*Request*:
Rewrite the Music for Airports passage from "So this is the" to "six basic elements.", changing "configurations" to "arrangements".

*Passage provided*:
#####

Music for Airports, at least one of the pieces on there, is structurally
very, very simple. There are sung notes, sung by three women and my self.
One of the notes repeats every 23 1/2 seconds. It is in fact a long loop
running around a series of tubular aluminum chairs in Conny Plank's studio.
The next lowest loop repeats every 25 7/8 seconds or something like that.
The third one every 29 15/16 seconds or something. What I mean is they all
repeat in cycles that are called incommensurable -- they are not likely
to come back into sync again.
So this is the piece moving along in time. Your experince of the piece ofcourse
is a moment in time, there. So as the piece progresses, what you hear are
the various clusterings and configurations of these six basic elements.
The basic elements in that particular piece never change. They stay the
same. But the piece does appear to have quite a lot of variety. In fact
it's about eight minutes long on that record, but I did have a thirty minute
version which I would bore friends who would listen to it.

#####

*Entries provided*:
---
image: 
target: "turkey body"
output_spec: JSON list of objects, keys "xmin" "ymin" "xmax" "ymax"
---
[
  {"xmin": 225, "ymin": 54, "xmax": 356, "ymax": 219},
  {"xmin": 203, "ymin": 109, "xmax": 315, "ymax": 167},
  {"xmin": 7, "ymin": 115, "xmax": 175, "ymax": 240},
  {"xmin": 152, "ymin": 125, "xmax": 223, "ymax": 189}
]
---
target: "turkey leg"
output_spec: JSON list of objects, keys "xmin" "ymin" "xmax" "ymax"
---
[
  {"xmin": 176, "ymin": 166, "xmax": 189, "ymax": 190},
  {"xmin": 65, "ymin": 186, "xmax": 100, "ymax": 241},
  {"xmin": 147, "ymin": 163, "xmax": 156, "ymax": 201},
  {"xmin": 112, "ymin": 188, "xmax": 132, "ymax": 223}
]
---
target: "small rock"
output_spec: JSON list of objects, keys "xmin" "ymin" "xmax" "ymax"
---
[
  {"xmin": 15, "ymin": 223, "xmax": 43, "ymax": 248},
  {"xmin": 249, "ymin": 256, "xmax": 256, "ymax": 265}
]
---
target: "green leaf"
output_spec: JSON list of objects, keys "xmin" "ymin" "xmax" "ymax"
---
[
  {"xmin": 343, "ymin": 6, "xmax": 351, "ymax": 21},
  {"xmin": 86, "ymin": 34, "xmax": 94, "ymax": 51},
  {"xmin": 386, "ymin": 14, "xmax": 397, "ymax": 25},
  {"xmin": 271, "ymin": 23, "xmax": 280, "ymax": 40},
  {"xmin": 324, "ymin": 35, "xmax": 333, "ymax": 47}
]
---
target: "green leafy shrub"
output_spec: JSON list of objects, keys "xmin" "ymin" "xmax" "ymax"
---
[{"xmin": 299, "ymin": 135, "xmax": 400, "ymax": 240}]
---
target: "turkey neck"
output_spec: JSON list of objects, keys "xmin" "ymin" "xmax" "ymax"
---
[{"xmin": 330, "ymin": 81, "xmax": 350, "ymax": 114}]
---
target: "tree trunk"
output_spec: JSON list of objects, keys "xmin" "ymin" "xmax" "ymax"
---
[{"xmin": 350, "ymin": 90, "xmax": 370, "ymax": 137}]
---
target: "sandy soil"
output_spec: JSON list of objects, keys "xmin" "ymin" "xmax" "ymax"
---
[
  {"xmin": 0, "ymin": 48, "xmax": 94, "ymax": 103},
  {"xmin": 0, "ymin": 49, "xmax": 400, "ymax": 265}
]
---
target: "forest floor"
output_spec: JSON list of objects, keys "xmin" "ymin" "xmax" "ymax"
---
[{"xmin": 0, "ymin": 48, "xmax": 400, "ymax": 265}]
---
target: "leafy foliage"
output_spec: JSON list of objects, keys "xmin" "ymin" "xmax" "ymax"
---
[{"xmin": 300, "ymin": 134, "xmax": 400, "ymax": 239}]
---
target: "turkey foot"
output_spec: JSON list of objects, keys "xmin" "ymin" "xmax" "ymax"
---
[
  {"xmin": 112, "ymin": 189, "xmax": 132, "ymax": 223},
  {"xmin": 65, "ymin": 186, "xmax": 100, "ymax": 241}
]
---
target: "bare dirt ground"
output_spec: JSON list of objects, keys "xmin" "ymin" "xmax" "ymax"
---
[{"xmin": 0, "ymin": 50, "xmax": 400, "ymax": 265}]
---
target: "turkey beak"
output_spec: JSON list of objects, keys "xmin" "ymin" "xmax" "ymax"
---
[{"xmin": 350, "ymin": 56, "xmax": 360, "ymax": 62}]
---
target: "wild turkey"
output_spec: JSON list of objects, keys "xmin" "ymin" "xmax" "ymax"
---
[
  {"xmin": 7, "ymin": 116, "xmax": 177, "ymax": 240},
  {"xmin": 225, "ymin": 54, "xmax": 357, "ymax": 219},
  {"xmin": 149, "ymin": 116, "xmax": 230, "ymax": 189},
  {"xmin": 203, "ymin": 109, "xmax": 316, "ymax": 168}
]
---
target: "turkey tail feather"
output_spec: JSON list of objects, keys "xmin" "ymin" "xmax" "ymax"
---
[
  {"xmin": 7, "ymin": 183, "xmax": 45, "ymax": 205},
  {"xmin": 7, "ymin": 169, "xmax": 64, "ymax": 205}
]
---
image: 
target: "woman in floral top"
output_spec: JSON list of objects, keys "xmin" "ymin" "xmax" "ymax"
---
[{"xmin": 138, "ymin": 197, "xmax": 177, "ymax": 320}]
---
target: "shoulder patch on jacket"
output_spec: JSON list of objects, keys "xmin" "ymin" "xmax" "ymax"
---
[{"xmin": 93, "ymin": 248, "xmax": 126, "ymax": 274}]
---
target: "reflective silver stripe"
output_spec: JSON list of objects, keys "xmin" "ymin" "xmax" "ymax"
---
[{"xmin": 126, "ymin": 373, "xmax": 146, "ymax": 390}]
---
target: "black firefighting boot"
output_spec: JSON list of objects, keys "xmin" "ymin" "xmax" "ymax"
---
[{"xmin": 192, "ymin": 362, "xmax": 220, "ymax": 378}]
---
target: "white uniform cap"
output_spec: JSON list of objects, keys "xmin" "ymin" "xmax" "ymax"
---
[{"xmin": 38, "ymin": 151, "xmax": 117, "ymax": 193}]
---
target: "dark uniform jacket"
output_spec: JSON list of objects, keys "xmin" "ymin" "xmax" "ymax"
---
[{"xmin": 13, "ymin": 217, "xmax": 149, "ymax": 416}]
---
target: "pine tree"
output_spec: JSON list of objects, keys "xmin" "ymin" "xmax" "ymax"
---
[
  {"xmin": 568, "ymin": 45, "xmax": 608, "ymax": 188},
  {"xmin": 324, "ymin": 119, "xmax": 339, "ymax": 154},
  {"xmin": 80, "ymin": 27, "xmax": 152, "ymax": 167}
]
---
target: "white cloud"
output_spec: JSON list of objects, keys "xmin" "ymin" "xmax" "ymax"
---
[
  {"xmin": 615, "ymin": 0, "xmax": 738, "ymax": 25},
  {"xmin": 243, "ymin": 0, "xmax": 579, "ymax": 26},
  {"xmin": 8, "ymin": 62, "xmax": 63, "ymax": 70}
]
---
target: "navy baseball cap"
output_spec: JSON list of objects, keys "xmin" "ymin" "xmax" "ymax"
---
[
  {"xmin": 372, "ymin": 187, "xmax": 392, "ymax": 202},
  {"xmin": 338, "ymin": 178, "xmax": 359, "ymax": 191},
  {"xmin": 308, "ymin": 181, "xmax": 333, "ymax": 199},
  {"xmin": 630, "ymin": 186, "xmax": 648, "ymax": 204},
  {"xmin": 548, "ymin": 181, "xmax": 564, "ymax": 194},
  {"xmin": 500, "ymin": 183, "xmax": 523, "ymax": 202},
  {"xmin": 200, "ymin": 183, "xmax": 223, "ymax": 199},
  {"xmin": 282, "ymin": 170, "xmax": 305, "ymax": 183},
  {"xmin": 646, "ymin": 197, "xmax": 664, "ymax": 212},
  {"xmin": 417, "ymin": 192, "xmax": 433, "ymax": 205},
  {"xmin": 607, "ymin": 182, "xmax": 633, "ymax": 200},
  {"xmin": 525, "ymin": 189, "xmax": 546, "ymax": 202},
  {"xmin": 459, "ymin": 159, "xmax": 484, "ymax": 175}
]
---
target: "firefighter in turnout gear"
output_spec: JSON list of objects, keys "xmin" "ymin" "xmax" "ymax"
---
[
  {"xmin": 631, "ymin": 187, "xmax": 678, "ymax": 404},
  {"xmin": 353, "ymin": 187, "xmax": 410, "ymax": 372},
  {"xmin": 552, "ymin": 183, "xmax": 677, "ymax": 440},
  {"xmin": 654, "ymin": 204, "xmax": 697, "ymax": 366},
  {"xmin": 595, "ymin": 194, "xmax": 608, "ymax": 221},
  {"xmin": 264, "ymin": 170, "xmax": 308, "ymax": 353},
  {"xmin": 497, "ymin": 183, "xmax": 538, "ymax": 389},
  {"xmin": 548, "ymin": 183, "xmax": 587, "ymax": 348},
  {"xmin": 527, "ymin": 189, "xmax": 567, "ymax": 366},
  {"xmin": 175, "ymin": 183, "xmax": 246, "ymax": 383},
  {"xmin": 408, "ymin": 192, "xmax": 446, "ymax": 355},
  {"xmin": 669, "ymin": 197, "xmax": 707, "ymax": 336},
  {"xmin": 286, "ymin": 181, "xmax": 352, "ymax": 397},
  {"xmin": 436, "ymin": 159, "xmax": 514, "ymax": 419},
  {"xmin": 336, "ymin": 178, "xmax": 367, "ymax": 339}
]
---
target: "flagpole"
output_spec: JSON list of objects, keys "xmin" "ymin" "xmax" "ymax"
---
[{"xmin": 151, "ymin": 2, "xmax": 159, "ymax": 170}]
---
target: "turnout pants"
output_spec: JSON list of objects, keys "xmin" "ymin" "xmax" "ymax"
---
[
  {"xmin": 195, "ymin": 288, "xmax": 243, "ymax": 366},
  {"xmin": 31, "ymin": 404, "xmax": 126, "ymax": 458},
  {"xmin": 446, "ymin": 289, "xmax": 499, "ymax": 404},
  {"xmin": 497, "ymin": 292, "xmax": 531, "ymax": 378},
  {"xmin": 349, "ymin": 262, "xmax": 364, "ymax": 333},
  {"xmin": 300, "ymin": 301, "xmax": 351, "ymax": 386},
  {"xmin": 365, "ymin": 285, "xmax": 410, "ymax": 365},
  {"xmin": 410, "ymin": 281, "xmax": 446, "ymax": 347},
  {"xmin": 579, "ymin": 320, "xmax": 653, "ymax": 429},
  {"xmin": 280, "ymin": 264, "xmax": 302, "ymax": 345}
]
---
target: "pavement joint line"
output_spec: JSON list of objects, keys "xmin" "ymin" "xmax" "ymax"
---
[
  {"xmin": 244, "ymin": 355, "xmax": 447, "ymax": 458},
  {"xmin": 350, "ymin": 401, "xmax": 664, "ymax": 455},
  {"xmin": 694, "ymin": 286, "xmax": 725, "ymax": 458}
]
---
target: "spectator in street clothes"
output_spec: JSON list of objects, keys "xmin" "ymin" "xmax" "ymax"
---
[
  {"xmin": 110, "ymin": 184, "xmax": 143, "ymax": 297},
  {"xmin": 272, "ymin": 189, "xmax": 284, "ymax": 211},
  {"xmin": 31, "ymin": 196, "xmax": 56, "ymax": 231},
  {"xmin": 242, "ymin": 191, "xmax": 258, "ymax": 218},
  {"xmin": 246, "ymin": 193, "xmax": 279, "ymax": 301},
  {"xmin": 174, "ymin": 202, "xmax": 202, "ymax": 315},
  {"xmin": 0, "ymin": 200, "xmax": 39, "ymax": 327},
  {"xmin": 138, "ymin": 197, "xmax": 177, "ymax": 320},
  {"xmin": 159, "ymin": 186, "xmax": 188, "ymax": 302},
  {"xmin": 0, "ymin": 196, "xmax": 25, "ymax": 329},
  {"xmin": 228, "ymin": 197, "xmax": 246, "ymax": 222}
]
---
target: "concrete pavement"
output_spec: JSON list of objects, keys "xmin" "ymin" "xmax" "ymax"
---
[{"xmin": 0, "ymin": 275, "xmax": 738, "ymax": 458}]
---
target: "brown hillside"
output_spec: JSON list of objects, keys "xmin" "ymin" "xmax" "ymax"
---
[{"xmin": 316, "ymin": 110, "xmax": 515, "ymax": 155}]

#####

*The result*:
So this is the piece moving along in time. Your experince of the piece ofcourse
is a moment in time, there. So as the piece progresses, what you hear are
the various clusterings and arrangements of these six basic elements.